▶ **WORK REQUEST**: Please repeat the records exactly. The pictures are to be left out.

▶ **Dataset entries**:
● ● ● ● ●
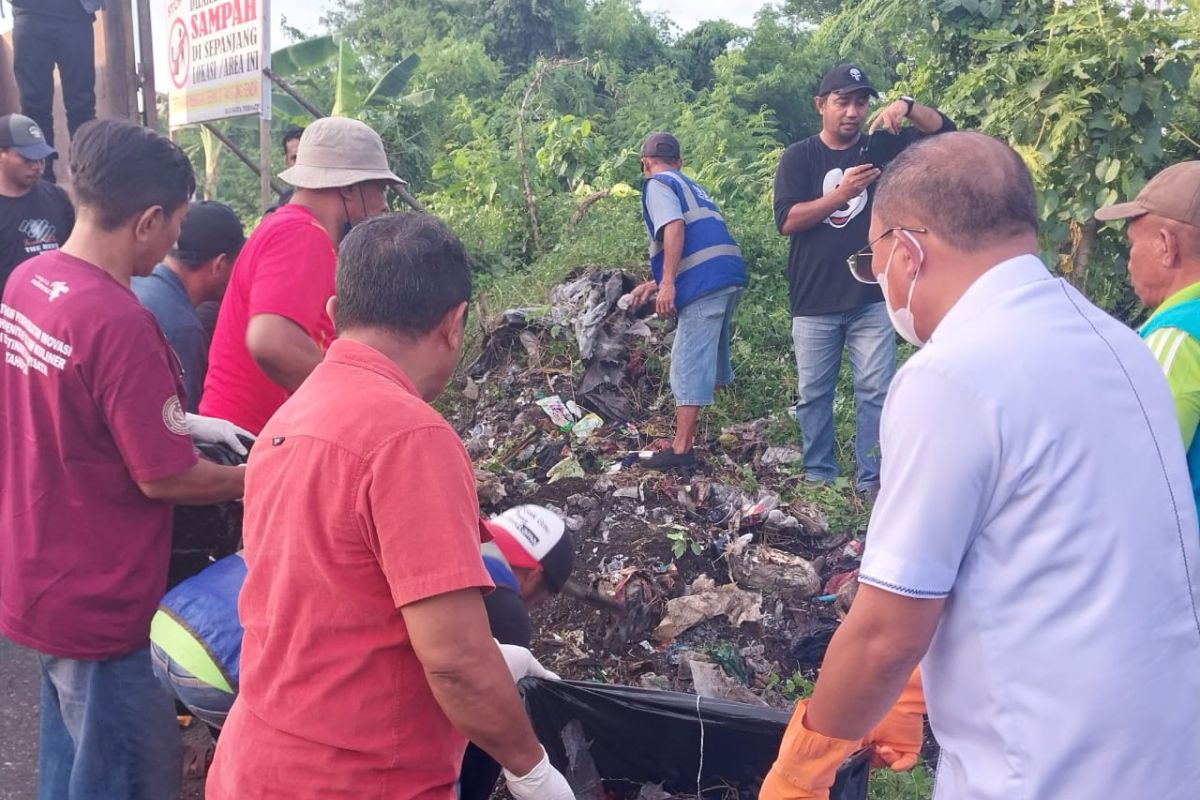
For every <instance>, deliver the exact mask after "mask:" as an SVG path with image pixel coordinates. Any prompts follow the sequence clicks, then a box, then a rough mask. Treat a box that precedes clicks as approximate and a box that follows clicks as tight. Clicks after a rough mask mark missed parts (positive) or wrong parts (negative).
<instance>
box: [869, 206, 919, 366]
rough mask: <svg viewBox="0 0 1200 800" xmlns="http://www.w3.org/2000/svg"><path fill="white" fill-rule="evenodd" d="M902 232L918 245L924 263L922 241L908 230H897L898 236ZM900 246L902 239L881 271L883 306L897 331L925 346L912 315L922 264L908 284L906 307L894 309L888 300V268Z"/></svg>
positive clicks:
● ● ● ● ●
▶ **EXPECTED OUTPUT**:
For every <instance>, deliver the exact mask after "mask:" as an SVG path with image pixel coordinates. Any prompts follow the sequence clicks, then a box, then a rough mask. Treat a box that precedes clicks as approximate and a box that follows clicks as tight. Clicks after a rough mask mark missed parts (positive) or wrong parts (negative).
<instance>
box: [869, 206, 919, 366]
rough mask: <svg viewBox="0 0 1200 800" xmlns="http://www.w3.org/2000/svg"><path fill="white" fill-rule="evenodd" d="M902 232L918 245L924 263L922 241L908 230H897L898 236ZM900 246L902 239L881 271L883 306L897 331L925 346L912 315L922 264L908 284L906 307L894 309L888 300V268Z"/></svg>
positive clicks:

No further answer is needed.